INSTRUCTIONS TO FOLLOW
All of the entries below are to be repeated word for word.

RECORDS
- Opening Delimiter -
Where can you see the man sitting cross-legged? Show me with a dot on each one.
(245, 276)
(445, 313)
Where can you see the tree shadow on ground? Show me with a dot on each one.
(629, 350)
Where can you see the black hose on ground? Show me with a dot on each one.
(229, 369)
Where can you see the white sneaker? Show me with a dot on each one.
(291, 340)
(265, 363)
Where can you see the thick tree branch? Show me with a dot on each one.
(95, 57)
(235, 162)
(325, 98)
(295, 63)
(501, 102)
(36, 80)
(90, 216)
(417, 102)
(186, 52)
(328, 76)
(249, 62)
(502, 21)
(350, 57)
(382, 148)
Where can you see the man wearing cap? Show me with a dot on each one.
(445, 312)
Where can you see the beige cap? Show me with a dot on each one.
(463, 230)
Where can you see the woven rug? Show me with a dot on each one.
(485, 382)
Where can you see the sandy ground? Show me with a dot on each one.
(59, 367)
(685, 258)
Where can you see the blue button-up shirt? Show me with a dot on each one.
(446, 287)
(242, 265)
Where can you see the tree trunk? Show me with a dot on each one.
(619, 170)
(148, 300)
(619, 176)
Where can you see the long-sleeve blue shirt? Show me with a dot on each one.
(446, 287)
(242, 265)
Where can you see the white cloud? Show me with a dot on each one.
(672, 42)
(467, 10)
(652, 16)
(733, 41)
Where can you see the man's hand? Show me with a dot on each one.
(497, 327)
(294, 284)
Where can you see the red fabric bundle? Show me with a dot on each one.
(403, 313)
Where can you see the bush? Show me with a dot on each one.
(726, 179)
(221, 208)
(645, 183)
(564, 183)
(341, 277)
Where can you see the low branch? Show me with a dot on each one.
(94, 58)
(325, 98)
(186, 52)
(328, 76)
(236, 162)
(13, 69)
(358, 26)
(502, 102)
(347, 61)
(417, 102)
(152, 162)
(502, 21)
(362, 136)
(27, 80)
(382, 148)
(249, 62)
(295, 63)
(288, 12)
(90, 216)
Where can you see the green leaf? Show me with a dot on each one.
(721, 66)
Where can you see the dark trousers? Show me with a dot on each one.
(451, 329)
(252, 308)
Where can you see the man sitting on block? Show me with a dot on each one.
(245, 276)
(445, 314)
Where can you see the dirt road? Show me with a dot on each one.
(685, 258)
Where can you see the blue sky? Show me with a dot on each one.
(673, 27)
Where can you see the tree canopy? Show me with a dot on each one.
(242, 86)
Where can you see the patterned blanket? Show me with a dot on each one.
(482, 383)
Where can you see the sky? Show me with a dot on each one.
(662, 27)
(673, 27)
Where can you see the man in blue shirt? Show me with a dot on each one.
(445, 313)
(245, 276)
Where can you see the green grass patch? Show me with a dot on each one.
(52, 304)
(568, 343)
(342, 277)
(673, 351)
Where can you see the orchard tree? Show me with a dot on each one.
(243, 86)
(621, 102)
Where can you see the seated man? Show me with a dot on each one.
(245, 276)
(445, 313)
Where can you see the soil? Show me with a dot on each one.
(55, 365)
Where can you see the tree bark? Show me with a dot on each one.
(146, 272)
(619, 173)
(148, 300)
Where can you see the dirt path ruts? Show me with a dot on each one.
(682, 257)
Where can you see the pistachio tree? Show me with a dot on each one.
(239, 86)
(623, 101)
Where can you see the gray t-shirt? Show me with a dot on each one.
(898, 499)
- Closing Delimiter -
ANSWER TO THIS PROBLEM
Where can you see the man sitting cross-legged? Show me with a dot on each one.
(245, 276)
(445, 313)
Where can you see the tree shadow on ground? Show me with a dot on each one.
(629, 350)
Where can you see the black hose on ground? Show me with a dot on each one.
(229, 369)
Where can you see the white sneaker? Show me with a dot on each one.
(291, 340)
(265, 363)
Where can you see the thick tree branch? Show me with a dot on each one.
(95, 57)
(235, 162)
(325, 98)
(295, 63)
(501, 102)
(36, 80)
(90, 216)
(417, 102)
(186, 52)
(328, 76)
(249, 62)
(502, 21)
(350, 57)
(382, 148)
Where can you see the man wearing cap? Show me with a dot on each one.
(445, 312)
Where can you see the beige cap? Show me with a dot on each one.
(463, 230)
Where can you see the woven rug? Show me with a dot on each one.
(485, 382)
Where can you see the sandy ground? Show me with a dot on each one.
(59, 367)
(685, 258)
Where can you see the blue button-up shirt? Show me with a dot on each one.
(446, 287)
(242, 265)
Where can you see the tree trunk? Show me with a dot on each one.
(619, 170)
(148, 300)
(619, 176)
Where can you see the long-sleeve blue shirt? Show me with a dot on each one.
(446, 287)
(242, 265)
Where can you see the white cloud? Show me with a dot on each one.
(672, 42)
(467, 10)
(652, 16)
(733, 41)
Where can you see the man's hand? Show me with a dot on each one.
(497, 327)
(294, 284)
Where can you see the red fabric bundle? Show me with a dot on each one.
(403, 313)
Where can you see the bush? Show me with a dot on each one.
(726, 179)
(221, 208)
(645, 183)
(564, 183)
(341, 277)
Where can you see the low branch? Show me with a dot on each one.
(94, 58)
(325, 98)
(186, 52)
(328, 76)
(236, 162)
(13, 69)
(358, 26)
(502, 102)
(347, 61)
(417, 102)
(152, 162)
(502, 21)
(362, 136)
(27, 80)
(382, 148)
(249, 62)
(295, 63)
(288, 12)
(90, 216)
Where can you see the green leaf? Show me with a dot on each one.
(721, 66)
Where can you see the dark trousers? Show me with a dot on each one.
(451, 329)
(252, 308)
Where can you see the man sitting on block? Show me with a dot on each one.
(245, 276)
(445, 314)
Where can you see the dirt road? Show me with a dot on each one.
(685, 258)
Where can you see the blue sky? Show me with a dot on each one.
(673, 27)
Where can you see the tree canopy? Show me with a dot on each one.
(242, 86)
Where can you see the patterned blanket? Show me with a dot on each one.
(482, 383)
Where can you see the sky? Show me with a dot on each one.
(662, 27)
(673, 27)
Where can you see the man in blue shirt? Show me with a dot on each one.
(445, 313)
(245, 276)
Where can you see the green grass patch? Show me with a dot on each one.
(52, 304)
(568, 343)
(342, 277)
(673, 351)
Where can you see the orchard tree? Show me with a dot on each one.
(243, 86)
(621, 102)
Where can you see the seated man? Show me with a dot on each one.
(245, 276)
(445, 313)
Where can you see the soil? Show me with a dot on each one.
(55, 365)
Where can you see the tree bark? Show me with a dot on each one.
(146, 272)
(619, 173)
(148, 300)
Where can you see the dirt path ruts? Show me with a dot on each one.
(682, 257)
Where can you see the pistachio tree? Show me with a dot on each one.
(239, 86)
(623, 101)
Where can you see the gray t-shirt? Show me with a dot on each one.
(898, 499)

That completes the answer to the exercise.